Return every line in the entries below where the word "white" shows up.

Data entries:
■ ■ ■ ■ ■

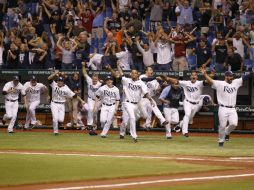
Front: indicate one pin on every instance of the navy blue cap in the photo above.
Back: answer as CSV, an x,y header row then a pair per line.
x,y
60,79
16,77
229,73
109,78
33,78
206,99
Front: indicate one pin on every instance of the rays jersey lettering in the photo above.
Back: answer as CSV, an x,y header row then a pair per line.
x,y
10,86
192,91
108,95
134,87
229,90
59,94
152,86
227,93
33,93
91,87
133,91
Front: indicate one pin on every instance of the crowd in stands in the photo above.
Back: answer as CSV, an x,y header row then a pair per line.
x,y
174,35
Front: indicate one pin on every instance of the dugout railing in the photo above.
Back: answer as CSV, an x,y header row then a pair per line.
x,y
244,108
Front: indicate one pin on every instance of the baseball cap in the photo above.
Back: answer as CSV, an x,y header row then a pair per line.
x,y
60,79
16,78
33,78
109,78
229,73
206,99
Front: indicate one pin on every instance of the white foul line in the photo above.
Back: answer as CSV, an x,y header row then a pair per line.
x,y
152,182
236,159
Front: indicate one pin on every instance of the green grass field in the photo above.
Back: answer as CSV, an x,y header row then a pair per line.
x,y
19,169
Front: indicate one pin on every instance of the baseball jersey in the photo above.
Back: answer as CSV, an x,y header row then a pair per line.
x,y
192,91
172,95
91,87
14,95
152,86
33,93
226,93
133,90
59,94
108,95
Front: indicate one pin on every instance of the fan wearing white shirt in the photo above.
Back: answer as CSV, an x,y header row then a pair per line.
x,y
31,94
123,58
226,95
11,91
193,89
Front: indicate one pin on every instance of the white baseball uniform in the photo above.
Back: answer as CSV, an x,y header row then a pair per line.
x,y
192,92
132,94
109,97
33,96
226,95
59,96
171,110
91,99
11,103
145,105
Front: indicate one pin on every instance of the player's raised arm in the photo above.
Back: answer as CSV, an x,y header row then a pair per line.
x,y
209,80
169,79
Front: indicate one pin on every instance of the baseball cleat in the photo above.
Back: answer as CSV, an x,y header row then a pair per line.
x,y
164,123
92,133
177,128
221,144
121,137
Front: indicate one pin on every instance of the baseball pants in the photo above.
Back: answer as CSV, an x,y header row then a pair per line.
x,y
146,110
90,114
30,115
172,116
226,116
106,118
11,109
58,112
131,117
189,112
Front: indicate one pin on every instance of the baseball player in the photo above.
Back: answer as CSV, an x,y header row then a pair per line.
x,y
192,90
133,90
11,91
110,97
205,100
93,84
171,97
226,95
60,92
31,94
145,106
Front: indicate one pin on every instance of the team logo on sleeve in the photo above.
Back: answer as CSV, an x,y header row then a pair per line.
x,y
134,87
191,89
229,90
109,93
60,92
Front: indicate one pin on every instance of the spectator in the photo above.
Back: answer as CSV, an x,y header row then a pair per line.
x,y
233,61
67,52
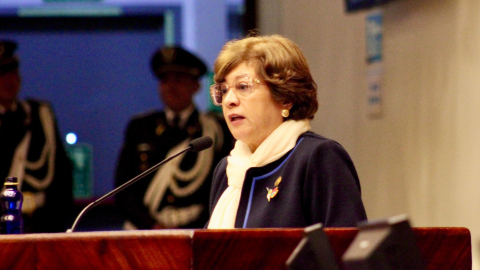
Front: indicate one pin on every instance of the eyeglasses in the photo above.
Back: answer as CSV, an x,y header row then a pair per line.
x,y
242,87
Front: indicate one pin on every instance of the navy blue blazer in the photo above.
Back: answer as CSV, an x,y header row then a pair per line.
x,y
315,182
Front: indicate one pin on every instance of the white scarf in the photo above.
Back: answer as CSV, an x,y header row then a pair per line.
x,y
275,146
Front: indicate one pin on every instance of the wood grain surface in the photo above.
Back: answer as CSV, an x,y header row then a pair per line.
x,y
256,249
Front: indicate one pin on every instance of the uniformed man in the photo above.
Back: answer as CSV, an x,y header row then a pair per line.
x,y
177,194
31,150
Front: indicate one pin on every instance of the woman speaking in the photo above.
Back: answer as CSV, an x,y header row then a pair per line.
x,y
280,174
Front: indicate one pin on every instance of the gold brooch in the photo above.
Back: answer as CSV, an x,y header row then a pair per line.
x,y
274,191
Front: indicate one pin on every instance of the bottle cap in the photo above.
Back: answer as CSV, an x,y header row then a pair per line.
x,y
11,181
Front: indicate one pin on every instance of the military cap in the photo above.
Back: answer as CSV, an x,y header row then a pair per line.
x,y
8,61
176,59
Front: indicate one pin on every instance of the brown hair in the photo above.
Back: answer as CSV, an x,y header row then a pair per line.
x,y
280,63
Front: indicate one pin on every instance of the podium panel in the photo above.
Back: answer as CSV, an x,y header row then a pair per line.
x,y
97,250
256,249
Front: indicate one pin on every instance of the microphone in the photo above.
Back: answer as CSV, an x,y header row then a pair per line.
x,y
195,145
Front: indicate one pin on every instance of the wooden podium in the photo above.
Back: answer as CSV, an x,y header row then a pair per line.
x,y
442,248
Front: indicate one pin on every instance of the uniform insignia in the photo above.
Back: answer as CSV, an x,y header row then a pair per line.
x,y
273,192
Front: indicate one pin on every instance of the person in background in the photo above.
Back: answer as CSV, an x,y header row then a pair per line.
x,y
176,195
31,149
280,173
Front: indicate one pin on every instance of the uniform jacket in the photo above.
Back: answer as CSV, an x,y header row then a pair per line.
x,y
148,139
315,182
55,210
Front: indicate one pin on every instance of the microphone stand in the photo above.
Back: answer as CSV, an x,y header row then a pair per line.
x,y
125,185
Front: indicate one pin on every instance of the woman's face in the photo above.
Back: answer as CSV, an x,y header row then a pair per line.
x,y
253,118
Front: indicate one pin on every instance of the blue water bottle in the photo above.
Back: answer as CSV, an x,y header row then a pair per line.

■ ■ ■ ■ ■

-- Exercise output --
Front: indicate one pin on every instance of the white foul line in the photo above.
Front: indicate one pin on every instance of the fan wearing white shirt in the photo above.
Front: indicate one pin on every instance of the white baseball uniform in the photo above.
Front: indicate one pin on every instance of the white scarf in the photo above.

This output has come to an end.